TEXT BLOCK:
U.S. Customs and Border Protection Aviation Interdiction Agent Jobs
Job Duties, Requirements and Salary of U.S. CBP Aviation Interdiction Agents
Securing national borders and stopping international criminals before they can enter the United States requires support, assistance, and action from the land, air, and sea. U.S. Customs and Border Protection Aviation Interdiction Agents earn great salaries flying missions to do their part to help keep U.S. borders safe and secure.
What do CBP Aviation interdiction agents do?
The U.S. Customs and Border Protection's Office of Air and Marine claims to be home to the largest non-military air force in the world, with more than 250 aircraft in the fleet.
U.S. Customs and Border Protection Interdiction Agents are certified pilots who fly airplane and helicopter missions in support of the CBP's mission to keep dangerous people, drugs, weapons and other hazardous materials from making their way into the United States.
In law enforcement terms, the purpose of interdiction efforts is to stop criminal activity before it reaches its destination. As fully certified federal law enforcement officers and pilots, aviation interdiction agents patrol the skies around U.S. borders to keep people and vehicles - whether planes, cars, trucks, or boats - from entering the country illegally.

WORK REQUEST: Write out the passage of the article on CBP aviation interdiction agents from "What do CBP" to "in the fleet.", reproducing its wording precisely. This data has no connection to the article on CBP aviation interdiction agents.

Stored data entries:
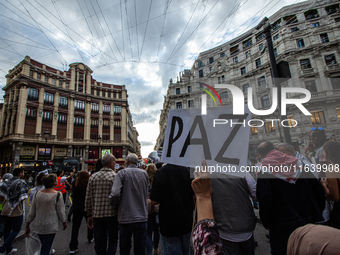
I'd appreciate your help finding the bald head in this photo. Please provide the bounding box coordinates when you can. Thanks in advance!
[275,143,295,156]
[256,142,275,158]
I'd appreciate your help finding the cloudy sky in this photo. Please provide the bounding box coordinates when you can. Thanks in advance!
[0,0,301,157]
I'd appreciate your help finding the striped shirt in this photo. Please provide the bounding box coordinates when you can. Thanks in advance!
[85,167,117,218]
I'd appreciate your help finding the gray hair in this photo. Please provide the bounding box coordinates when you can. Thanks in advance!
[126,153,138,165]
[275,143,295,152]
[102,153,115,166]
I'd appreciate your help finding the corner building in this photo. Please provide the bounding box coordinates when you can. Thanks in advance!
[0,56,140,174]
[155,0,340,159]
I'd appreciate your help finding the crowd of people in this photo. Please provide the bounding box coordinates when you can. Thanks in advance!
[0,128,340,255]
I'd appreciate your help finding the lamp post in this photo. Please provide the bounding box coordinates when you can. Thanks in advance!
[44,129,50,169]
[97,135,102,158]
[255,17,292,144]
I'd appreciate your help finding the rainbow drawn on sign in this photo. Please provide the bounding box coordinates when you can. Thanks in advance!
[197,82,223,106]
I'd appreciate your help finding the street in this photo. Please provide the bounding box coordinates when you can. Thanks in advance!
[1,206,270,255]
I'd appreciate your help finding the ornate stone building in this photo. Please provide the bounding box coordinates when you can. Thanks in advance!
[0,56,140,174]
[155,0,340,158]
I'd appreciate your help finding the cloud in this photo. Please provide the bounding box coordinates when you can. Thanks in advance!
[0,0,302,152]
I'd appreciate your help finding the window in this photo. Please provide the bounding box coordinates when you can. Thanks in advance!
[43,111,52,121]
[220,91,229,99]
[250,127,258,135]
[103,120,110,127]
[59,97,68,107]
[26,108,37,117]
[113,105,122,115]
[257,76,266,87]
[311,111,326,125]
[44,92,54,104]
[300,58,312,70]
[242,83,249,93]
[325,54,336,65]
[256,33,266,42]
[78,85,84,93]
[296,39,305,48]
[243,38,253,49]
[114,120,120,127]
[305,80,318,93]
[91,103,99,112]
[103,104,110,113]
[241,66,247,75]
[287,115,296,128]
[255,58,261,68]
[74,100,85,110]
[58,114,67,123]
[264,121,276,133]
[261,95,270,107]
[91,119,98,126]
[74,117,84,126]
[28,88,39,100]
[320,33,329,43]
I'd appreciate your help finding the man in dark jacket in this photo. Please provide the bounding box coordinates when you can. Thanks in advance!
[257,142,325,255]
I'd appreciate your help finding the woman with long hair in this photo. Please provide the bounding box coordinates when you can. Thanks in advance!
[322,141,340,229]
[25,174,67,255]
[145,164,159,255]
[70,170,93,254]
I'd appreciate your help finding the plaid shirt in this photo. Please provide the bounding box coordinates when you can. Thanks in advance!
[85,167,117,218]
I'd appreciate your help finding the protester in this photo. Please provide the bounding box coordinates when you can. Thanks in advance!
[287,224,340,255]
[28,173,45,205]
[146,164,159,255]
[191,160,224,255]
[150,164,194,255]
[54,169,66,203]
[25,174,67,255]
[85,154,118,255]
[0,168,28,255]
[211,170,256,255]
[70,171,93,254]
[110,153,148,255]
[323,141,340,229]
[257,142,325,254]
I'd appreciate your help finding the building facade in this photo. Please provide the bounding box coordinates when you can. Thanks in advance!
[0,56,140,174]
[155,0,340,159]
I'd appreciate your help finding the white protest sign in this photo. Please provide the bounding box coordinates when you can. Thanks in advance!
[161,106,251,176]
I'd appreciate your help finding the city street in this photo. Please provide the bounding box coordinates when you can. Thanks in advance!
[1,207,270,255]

ANSWER FOR THE TASK:
What do CBP Aviation interdiction agents do?
The U.S. Customs and Border Protection's Office of Air and Marine claims to be home to the largest non-military air force in the world, with more than 250 aircraft in the fleet.